[Boundary labeling entries]
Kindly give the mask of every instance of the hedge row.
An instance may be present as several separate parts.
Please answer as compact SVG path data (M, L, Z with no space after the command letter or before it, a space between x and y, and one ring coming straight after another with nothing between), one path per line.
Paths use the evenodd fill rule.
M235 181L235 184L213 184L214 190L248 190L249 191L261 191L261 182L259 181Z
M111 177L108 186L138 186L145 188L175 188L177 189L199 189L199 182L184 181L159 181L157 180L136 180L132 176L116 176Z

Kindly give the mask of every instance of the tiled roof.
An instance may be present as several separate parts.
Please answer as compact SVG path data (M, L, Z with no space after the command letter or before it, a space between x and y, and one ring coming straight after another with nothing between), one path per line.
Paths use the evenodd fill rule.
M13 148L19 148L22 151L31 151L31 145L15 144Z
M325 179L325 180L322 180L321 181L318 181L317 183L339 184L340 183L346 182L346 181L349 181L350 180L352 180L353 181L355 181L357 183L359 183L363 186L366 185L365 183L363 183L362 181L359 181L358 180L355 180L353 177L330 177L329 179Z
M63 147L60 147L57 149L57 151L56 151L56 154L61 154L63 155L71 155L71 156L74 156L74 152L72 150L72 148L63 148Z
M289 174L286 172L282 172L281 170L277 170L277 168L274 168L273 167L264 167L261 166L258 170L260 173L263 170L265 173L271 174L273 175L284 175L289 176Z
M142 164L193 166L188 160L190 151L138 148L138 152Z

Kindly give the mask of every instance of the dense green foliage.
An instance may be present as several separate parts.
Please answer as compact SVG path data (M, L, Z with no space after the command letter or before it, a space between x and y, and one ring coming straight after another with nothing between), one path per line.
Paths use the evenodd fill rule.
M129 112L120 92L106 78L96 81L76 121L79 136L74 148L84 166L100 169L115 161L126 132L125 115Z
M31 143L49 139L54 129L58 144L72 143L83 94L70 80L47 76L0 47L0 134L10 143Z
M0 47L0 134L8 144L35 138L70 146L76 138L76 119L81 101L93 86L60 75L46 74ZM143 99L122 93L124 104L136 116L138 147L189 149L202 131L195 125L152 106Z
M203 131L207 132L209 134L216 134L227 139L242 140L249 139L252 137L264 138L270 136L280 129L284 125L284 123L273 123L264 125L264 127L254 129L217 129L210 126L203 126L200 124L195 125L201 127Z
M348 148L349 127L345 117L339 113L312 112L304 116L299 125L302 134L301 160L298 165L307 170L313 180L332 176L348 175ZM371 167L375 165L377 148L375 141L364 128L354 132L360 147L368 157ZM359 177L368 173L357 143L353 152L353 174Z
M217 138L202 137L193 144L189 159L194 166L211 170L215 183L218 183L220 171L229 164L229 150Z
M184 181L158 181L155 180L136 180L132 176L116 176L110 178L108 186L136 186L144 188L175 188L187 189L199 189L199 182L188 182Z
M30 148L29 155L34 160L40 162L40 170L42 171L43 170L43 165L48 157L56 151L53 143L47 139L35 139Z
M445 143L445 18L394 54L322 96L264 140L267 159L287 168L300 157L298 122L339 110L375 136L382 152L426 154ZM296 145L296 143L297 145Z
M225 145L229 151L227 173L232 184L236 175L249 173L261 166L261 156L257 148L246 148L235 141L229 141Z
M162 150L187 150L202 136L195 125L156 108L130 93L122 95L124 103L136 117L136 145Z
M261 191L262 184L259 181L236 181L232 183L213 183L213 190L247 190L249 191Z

==

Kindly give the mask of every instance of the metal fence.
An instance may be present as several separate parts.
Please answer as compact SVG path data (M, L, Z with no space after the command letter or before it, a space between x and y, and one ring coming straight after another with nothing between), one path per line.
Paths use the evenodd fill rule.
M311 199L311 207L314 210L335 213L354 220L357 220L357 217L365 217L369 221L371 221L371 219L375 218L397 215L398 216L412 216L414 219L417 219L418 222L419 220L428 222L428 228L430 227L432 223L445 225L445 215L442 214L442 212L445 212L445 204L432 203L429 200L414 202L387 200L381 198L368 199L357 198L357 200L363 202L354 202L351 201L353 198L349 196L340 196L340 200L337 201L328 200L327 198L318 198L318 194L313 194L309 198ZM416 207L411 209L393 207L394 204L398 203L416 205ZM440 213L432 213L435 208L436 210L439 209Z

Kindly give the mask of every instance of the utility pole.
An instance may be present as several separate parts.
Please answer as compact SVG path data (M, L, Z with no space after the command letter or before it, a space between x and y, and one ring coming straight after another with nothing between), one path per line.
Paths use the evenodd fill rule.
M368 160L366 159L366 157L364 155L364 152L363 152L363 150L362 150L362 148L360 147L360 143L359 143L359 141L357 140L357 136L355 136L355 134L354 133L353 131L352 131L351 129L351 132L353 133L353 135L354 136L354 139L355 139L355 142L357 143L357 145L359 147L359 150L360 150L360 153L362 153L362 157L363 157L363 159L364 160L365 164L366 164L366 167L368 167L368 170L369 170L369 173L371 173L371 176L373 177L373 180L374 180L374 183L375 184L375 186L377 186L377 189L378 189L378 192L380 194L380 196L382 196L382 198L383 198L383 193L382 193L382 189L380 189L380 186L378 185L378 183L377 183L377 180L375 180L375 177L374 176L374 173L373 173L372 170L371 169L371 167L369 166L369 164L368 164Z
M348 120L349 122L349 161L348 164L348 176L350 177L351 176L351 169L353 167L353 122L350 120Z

§ **WHAT THE TASK REQUIRES**:
Arrange the stretch from the line containing "Kindly give the mask of every instance of the metal" through the line containing "M311 199L311 207L314", both included, as a JSON list of strings with one string per line. Leave out blank lines and give nothing beyond that stretch.

§ **COMPLETE ANSWER**:
[
  "Kindly give the mask of every instance of the metal fence.",
  "An instance may be present as several separate parts.",
  "Please answer as compact SVG path data (M, L, Z with no space after the command letter or before it, a space between x and y, and one ring coming straight after another with nothing between), one path per line.",
  "Paths use the evenodd fill rule.",
  "M311 199L311 207L314 210L335 213L354 220L357 220L357 217L365 217L369 221L371 221L371 219L375 218L397 215L398 216L412 216L414 219L417 219L418 222L419 220L428 222L428 228L430 227L432 223L445 225L445 215L442 214L442 212L445 212L445 204L432 203L429 200L414 202L387 200L381 198L368 199L357 198L357 200L363 202L354 202L351 201L353 198L349 196L340 196L340 200L337 201L328 200L327 198L318 198L318 194L313 194L309 198ZM416 207L411 209L393 207L394 204L398 203L416 205ZM440 213L432 213L435 208L436 210L439 209Z"
]